What is expected —
For this task, copy the data that follows exactly, keeping every character.

Task inputs —
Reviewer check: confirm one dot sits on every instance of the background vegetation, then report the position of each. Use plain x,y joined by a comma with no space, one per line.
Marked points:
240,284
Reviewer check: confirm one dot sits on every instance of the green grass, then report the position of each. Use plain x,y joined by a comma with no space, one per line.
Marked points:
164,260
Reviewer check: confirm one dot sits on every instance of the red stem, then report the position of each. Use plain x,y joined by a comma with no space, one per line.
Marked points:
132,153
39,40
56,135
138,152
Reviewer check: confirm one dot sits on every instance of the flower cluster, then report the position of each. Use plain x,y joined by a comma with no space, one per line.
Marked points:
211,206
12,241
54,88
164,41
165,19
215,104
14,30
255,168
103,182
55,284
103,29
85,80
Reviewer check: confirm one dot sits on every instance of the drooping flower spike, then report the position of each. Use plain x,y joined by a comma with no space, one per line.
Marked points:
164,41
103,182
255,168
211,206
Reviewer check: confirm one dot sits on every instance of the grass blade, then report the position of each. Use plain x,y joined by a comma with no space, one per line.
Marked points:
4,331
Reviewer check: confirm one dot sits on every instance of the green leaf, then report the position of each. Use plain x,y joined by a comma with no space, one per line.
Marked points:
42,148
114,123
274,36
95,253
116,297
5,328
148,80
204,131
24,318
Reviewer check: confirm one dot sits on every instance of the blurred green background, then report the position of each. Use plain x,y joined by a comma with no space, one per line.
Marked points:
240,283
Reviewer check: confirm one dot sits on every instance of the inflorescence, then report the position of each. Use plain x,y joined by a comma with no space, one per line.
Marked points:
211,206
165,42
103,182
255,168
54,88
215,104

Answer to this exercise —
Reviewer check: confirm one dot sits on every instance of the background vegetation, then report the position of each. Use plain x,y joined by a comma with no space, one per line.
Marked points:
240,284
Reviewer check: confirm one dot sits on every instance of the green grass, then report the position of each. Use plain x,y joined by a comma with no space, one per line.
Marked points:
164,260
Reviewer check: confirm one dot sits on every instance of the red stem, then report the position of each. Use plain x,y joined by a comma with no space, one per line.
Marked points:
132,153
39,40
56,135
138,152
Reviewer check: confirm one dot sits on every instance of the flower cluster, then report the position of each. Use plain x,y joined by a comma with no space, one per line.
Marked points:
211,206
12,241
54,88
164,41
165,19
215,104
14,30
255,168
103,182
55,284
103,29
85,80
Reviewer check: confirm one dot sits on every instance of the drooping flower spike, then report the position of each. Use plain x,y joined by a comma with no space, one per line.
Marked points:
164,41
103,182
255,168
211,206
Reviewer check: confirm one dot sits on every instance of the grass blade, then report the position of each. Use plain x,y joined by a comma with no space, one per line.
Marked points:
4,331
Reviewer check: confirm one dot sits on every instance of the green leaf, then report the position of each. Use plain x,y joined by a comma with no space, one per line.
Marked points:
42,148
114,123
274,36
95,253
116,297
5,328
148,80
204,131
24,318
Reviewer check: confirm one dot sits on every instance of the blurred green background, then report the position of each. Use plain x,y joined by a comma with no space, one per line.
Marked points:
240,283
Reviewer check: confirm one dot sits on every instance of the inflorescence, then report the position of each. Use plain x,y joined by a comma with no space, one per line.
Marked points:
211,206
165,42
103,182
255,168
54,88
215,104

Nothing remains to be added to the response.